→ ページ本文
━━━━━━

2015-04-11 22:21:49 | ただいま普請中
 鋼製建具が入り、部屋の雰囲気がまた一段と引き締まりました。FIX窓も多く、また、中央で分割される引違窓が一つもありません。窓の真ん中に視界を分割してしまう窓枠がないことがどれほどすっきりすることか。
特に吹き抜け部から二階のFIX窓を見上げるととても綺麗に見えました。
  
 
 
  

壁には「不織布」が張られていました。この不織布の向こうにちょっと面白い断熱材が入ります。

これはフローリングかな。

厚いほうは多分ロフト用です。

ここから眺めた松本城はほぼ満開でした。


工事も季節も着実に進み、あと数か月で竣工します。まだまだ実感がなく、不思議な気分です。

構造見学会

2015-04-05 19:08:38 | 勉強
 昨日(4月4日)は設計事務所による「構造見学会」でした。私は3月31日にもちょっと寄りましたので、構造はいつも見ているのですが、改めてきれいな構造に感心しました。壁下地がちょうど格子状に入り、余計に美しく見えます。
 
 
 この日は構造設計をしてくださった悟工房の山中信悟さんも遠路はるばる鎌倉からいらしてくださいました。圏央道がつながりだいぶ早く来ることができたとおっしゃっていましたが、それでも大変遠い道のりを、しかもすぐに仕事があるため日帰りとのこと。家づくりに対する並々ならぬ情熱があり、また建築が大好きな方だと感じました。


 松井先生はいつも「シンプルに見せるのが難しいんですよ」とおっしゃいますが、まさに今回これだけシンプルに整然として美しい架構が実現したのも、山中さんの構造設計サポートによるところも大きいと学びました。
 金物を極力使わないということで、見てみれば土台のホールダウン金物以外は、ほんの小さなものだけしか発見できません。金物がないということがどれだけすっきりすることか。金物がなければ安全ではない、というのは間違いで、場合によっては金物がないと「欠陥住宅」「手抜き工事」だとさえ思ってしまう施主もいるのではないかと想像しますが、本来、民家には金物はなかったわけです。プレカットでつくるようになったから金物で補強しなければならなくなったわけですから、本来のしっかりした構法を採用し、構造計画が間違いのないものなら、もともとは金物がないのが正しい。
 しかし、実際に金物なしの建物を建築基準法に適合するように建てるのは、思ったより簡単ではないようで、きちっとした構造設計が必要なようです。柱を極力少なくし、梁を視覚上も構造上も効果的に配置することを狙うならなおさらで、そうそう真似できるものではないんですね。それで、以前いただいた分厚い「構造計算書」に納得です。さらっと渡されたファイルですが、この厚みは伊達ではなく、じっくり架構が練られた美しく安全な建物であることがこの厚みに現れていると、改めて感じました。

━━━━━━

→ 課題の目的
上にある家づくりの記録を、最後の一文の後から書き継いでください。

→ 提供データ
━━━━━━

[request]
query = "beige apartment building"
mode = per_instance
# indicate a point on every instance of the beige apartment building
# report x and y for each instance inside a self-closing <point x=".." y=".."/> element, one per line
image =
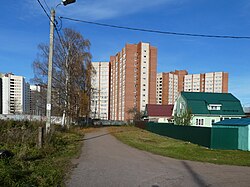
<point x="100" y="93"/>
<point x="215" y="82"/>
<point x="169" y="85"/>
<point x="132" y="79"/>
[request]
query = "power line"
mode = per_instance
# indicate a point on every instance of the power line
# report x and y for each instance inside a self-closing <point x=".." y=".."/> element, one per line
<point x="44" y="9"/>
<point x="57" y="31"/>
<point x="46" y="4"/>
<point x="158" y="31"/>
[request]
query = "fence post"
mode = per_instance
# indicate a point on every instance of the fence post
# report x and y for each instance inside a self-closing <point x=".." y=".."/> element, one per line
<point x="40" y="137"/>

━━━━━━

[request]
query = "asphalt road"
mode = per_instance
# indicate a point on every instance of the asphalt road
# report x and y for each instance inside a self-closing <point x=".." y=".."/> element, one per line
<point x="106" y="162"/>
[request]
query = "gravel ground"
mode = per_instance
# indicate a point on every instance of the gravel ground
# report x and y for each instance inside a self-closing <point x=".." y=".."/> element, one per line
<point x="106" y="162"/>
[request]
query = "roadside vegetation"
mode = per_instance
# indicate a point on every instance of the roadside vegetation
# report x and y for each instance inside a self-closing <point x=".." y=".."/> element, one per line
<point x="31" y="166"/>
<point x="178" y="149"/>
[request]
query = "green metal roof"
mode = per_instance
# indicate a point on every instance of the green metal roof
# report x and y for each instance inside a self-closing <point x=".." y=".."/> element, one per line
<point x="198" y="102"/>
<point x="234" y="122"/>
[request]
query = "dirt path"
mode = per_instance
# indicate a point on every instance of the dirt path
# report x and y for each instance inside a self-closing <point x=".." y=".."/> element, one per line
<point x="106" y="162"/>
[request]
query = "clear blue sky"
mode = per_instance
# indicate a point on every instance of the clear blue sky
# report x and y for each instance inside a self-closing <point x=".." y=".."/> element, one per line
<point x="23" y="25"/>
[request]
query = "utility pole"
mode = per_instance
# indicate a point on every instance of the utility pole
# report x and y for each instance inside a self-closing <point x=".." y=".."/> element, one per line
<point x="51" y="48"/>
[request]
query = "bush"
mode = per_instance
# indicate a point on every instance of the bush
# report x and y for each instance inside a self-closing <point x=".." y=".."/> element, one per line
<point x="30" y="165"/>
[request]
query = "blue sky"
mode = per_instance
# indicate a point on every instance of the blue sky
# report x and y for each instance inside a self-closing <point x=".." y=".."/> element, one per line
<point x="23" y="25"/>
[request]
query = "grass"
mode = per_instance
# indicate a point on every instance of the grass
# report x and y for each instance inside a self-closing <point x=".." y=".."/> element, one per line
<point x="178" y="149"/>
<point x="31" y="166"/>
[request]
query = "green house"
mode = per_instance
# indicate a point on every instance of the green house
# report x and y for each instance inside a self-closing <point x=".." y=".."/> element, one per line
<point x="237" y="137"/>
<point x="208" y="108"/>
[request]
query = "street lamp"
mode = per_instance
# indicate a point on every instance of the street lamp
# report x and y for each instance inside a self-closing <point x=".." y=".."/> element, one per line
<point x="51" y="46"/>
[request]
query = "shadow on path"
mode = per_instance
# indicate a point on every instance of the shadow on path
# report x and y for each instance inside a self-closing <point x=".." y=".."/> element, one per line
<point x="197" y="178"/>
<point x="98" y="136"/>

━━━━━━

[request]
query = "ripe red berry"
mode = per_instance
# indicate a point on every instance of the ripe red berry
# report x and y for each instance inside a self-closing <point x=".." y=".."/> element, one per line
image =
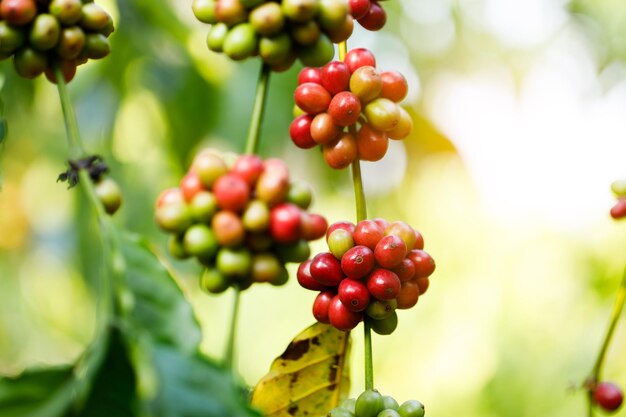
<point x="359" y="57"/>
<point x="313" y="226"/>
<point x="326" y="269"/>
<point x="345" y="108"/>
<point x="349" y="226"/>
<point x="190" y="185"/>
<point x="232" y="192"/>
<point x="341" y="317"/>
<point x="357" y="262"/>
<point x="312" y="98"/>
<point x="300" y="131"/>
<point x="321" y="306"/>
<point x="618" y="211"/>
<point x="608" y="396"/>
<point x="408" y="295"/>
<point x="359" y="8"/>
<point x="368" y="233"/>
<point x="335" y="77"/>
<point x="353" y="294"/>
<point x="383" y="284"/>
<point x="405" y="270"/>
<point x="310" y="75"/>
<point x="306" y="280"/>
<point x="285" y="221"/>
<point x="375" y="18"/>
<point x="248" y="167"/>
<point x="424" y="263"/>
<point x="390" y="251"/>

━━━━━━

→ 課題への解答
 山中さんは今回は構造設計サポートをしてくださっていますが、普段は住宅を多数設計されている建築家さんです。私たちの家のために、今回建築家が何人関わっているか数えると、実はかなり贅沢です。

 構造見学会では上田市在住の林材ジャーナリストの赤堀楠雄さんにもお会いすることができました。いま林業をめぐって何が起きているのか、私も興味があります。「WOOD JOB」として映画化された三浦しをん『神去なあなあ日常』を読んだとき、なかなか楽しかったのですが、多分実際の林業現場はもっと厳しいものがあるだろう、と思っていました。いまや「森林飽和」(太田猛彦)というくらい森林はあるのに、全体としてはあまり生かされていないわけですから、産業構造的にどんな問題があるのか興味のあるところで、もっと勉強たいと思います。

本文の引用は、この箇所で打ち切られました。